De cierta forma, en el cuento que le da el título al libro, está también cierta clave de lectura de lo que es “Retrovisor”: Un montón de objetos, y tras de ellos, muchos recuerdos, una memoria transformada en souvenir.
“Si no esperas nada de nadie, nunca estarás decepcionado”, Sylvia Plath.
Avanzar para atrás, avanzar para adelante. La literatura de Mónica Drouilly (Santiago, 1980) desplegada e inaugurada en su primer libro, ““Retrovisor” (Libros de mentira, 2017), es un compendio de fragmentos que revelan latencias, fisuras, elipsis y secretos.

- - -

→ **COMPLETA LO SIGUIENTE**
1. Resume en dos oraciones el texto sobre «Retrovisor».
2. Reproduce el pasaje del texto sobre «Retrovisor» que va desde "Avanzar para atrás, avanzar" hasta "elipsis y secretos.", ambos incluidos.
3. Prosigue el texto sobre «Retrovisor» a partir de su última oración.

→ **DATOS RECOPILADOS**

- - -

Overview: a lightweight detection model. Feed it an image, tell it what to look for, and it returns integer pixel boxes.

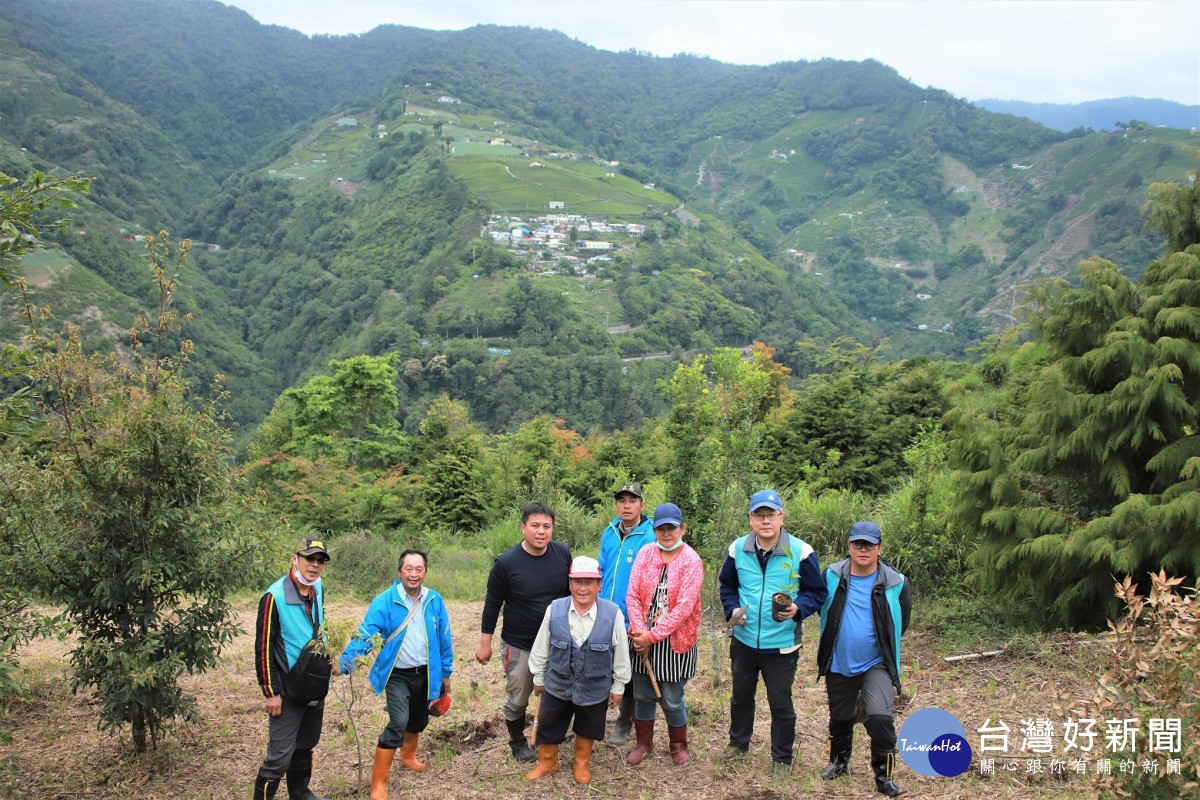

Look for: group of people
[254,483,911,800]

- - -

→ **RESULTADOS POR TAREA**
1. «Retrovisor» (Libros de mentira, 2017), el primer libro de Mónica Drouilly, es un compendio de fragmentos que revelan latencias, fisuras, elipsis y secretos. El cuento que da título al libro ofrece una clave de lectura: un montón de objetos y, tras ellos, muchos recuerdos, una memoria transformada en souvenir.

2.
Avanzar para atrás, avanzar para adelante. La literatura de Mónica Drouilly (Santiago, 1980) desplegada e inaugurada en su primer libro, ““Retrovisor” (Libros de mentira, 2017), es un compendio de fragmentos que revelan latencias, fisuras, elipsis y secretos.

3.
No tan solo qué se dice, sino cómo se dice. La forma y no tan solo el fondo. Hay en Drouilly una propuesta de exploración, algo que se esconde tras las palabras. Por ejemplo, en el cuento “Antónimos” nunca se revela lo ocurrido a Miguel, pese a que se quedó “un tiempo” en casa de la protagonista y ambos construyeron una cierta complicidad cotidiana, una amistad hermosa “como un abismo”. Esto deriva en cierta obsesión, la curiosidad del cómo y el porqué:
“Mis experimentos no contestaban las preguntas sobre la naturaleza mecánica de la fractura que había sufrido Miguel. Tenía el efecto contrario, cada vez acumulaba más dudas. ¿Qué hay que hacer para que te rompan la cara de ese modo? Lo que le había pasado a Miguel no era un accidente cualquiera, no lo había atropellado un ciclista o se había caído por culpa de una raíz muy crecida. Había un secreto detrás de su lesión y no quería incluirme en él. ¿Qué se siente con un golpe así? ¿Se entumece la cara? ¿Es un dolor agudo? ¿Es intermitente? ¿Hasta cuándo duele? ¿De cuántas maneras? ¿Duele al golpear? ¿Duele la mano, los nudillos, la muñeca? ¿Duele el codo? La mandíbula es dura” (pág. 37).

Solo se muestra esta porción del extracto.